(Stored entries)
☆ ☆ ☆ ☆

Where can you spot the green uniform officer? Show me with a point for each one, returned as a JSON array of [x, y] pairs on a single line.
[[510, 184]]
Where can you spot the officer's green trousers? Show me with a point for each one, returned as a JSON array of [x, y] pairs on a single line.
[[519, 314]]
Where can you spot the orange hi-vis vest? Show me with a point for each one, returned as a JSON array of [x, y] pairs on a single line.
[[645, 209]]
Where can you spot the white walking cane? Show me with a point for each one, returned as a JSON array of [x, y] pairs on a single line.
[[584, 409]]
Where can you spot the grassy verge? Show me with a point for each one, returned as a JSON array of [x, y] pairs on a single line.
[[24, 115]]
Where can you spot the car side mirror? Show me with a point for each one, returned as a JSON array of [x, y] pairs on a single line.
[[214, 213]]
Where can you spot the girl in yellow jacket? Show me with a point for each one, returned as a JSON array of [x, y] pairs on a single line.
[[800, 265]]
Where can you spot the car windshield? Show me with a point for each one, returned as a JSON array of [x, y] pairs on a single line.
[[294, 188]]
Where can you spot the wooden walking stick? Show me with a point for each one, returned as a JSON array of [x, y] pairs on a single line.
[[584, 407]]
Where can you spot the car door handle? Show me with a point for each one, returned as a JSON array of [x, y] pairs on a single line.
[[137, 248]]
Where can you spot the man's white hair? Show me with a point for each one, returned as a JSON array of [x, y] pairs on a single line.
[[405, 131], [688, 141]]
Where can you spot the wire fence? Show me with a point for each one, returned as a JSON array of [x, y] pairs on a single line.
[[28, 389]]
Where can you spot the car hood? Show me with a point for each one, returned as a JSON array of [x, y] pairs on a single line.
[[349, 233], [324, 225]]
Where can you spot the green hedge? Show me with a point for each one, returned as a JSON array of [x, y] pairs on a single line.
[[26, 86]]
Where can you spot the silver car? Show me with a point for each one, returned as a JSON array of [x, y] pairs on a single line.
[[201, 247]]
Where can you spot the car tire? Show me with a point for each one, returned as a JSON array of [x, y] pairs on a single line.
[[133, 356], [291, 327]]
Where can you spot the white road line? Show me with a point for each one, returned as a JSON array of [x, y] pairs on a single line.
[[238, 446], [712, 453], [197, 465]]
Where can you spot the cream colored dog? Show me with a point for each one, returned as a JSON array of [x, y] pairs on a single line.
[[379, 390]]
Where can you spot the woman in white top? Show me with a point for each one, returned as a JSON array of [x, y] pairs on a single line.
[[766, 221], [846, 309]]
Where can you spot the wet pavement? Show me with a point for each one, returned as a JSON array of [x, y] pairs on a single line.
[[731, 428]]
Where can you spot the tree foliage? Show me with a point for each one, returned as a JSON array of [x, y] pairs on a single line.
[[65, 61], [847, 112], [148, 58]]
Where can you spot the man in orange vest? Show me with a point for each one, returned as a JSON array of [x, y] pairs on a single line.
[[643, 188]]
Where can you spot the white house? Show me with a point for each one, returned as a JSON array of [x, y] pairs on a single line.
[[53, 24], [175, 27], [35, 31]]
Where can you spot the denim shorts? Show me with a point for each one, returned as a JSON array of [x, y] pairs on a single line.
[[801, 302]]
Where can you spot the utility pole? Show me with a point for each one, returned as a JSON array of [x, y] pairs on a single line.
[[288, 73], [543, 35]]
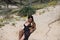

☆ ☆ ☆ ☆

Work instructions » Word for word, repeat only the lines from the line containing "Where can you spot the woman" through the end of the data, without any pictures.

Your response »
Where can you spot the woman in white top? Show me with a point for each one, returned as a JSON array of [x, y] pairs on a single line.
[[766, 221], [846, 309]]
Where can you spot the wet pavement? Show me with a point for each one, returned as a JSON array of [x, y] pairs on a single line.
[[731, 428]]
Where can you spot the tree foliage? Show me with a point for each one, returned as a JSON array of [x, y] pairs on a single line.
[[65, 61], [847, 112], [148, 58]]
Where can you spot the man in orange vest? Show me with a point for each one, returned as a JSON array of [x, y] pairs on a single line.
[[643, 188]]
Where can you spot the white house? Show me with a point for each one, returned as a JSON array of [x, y] pairs on a single line.
[[53, 24], [175, 27], [35, 31]]
Where can you spot the denim shorts? Show me with a point for each one, returned as a JSON array of [x, y] pairs on a single line.
[[801, 302]]
Where can you spot the utility pole? Show me with a point for each one, returned as a JSON array of [x, y] pairs on a single line.
[[288, 73], [543, 35]]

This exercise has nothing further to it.